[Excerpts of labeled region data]
***

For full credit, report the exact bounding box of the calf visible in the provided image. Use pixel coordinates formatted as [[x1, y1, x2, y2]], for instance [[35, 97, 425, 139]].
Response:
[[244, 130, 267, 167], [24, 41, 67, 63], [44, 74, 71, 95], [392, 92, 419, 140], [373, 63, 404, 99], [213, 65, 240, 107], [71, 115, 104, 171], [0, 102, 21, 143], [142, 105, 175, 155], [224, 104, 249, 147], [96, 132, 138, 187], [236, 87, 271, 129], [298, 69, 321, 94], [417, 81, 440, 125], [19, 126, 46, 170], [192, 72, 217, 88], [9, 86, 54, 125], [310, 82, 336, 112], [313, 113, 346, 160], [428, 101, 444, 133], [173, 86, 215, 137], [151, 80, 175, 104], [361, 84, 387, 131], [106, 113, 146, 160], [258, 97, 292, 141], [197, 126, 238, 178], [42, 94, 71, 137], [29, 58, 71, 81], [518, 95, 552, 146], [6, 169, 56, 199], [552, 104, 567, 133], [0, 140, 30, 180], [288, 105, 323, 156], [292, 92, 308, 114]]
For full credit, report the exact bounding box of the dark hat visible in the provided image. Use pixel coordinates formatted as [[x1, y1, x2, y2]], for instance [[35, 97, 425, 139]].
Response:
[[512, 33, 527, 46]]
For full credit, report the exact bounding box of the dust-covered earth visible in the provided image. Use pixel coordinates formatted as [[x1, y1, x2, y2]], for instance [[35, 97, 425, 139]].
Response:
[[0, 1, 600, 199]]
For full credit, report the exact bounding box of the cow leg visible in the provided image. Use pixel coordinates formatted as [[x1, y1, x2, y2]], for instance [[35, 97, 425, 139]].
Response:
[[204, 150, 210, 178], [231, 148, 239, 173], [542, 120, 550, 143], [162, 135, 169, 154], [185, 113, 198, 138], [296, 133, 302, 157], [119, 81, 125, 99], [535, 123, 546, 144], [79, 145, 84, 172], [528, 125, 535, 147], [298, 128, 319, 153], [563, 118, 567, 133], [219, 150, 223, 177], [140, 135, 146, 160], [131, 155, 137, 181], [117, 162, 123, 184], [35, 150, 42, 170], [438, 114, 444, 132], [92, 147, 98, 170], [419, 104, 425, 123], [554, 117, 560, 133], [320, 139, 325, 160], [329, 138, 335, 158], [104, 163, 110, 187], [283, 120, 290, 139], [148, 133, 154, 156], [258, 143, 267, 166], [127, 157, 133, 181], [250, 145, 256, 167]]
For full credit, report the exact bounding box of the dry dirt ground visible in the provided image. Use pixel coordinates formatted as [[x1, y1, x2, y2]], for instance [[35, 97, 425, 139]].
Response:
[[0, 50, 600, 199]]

***

**WHAT YOU NEED TO DO:** Rewrite the listing, substituting "To receive full marks" for every occurrence of "For full credit" and leaving everything else unchanged.

**WRITTEN ANSWER:**
To receive full marks, report the exact bounding box of the calf visible in the provided image. Use pixel coordinates formatted as [[x1, y1, x2, y2]], for instance [[35, 97, 425, 139]].
Response:
[[244, 130, 267, 167], [24, 41, 67, 63], [44, 74, 71, 95], [392, 92, 419, 140], [373, 63, 404, 99], [213, 65, 240, 107], [71, 115, 104, 171], [0, 102, 21, 143], [142, 105, 175, 155], [224, 104, 249, 147], [96, 132, 138, 187], [236, 87, 271, 129], [298, 69, 321, 94], [417, 81, 440, 125], [19, 126, 46, 170], [192, 72, 217, 88], [9, 86, 54, 125], [310, 82, 336, 112], [313, 113, 346, 160], [428, 101, 444, 133], [173, 86, 215, 137], [151, 80, 175, 104], [361, 84, 387, 131], [106, 113, 146, 160], [258, 97, 292, 141], [197, 126, 238, 178], [42, 94, 71, 137], [29, 58, 71, 81], [518, 95, 552, 146], [6, 169, 56, 199], [552, 104, 567, 133], [0, 140, 30, 180], [288, 105, 323, 156], [292, 92, 308, 114]]
To receive full marks, report the exact bounding box of the dark hat visible in the provided image. Use pixel coordinates formatted as [[x1, y1, x2, y2]], for instance [[35, 97, 425, 139]].
Response:
[[512, 33, 527, 46]]
To receive full marks, report the exact bounding box of the dust-covered earth visible in the provided image. Use pixel coordinates formatted as [[x1, y1, x2, y2]], for instance [[35, 97, 425, 139]].
Response:
[[0, 1, 600, 199]]
To receive full marks, report the exact bounding box of the cow leg visible in the provided image. Use pixel coordinates formatted as [[x1, y1, x2, y2]], for instance [[35, 97, 425, 139]].
Response:
[[204, 150, 210, 178], [231, 148, 239, 173], [542, 120, 550, 143], [162, 135, 169, 154], [185, 113, 198, 138], [296, 133, 302, 157], [119, 81, 125, 99], [535, 123, 546, 144], [79, 145, 84, 172], [528, 125, 535, 147], [298, 128, 319, 153], [563, 118, 567, 133], [219, 150, 223, 177], [140, 135, 146, 160], [131, 155, 137, 181], [117, 162, 123, 184], [35, 150, 42, 170], [438, 114, 444, 132], [92, 147, 98, 170], [419, 104, 425, 123], [554, 117, 560, 133], [320, 139, 325, 160], [329, 138, 335, 158], [104, 163, 110, 187], [283, 120, 290, 139], [148, 133, 154, 156], [258, 143, 267, 166], [127, 157, 133, 181], [250, 145, 256, 167]]
To receive full marks, report the exact bounding box of the dry dirt ground visible in the provided image. Use pixel coordinates formatted as [[x1, y1, x2, y2]], for instance [[35, 97, 425, 139]].
Response:
[[0, 50, 600, 199]]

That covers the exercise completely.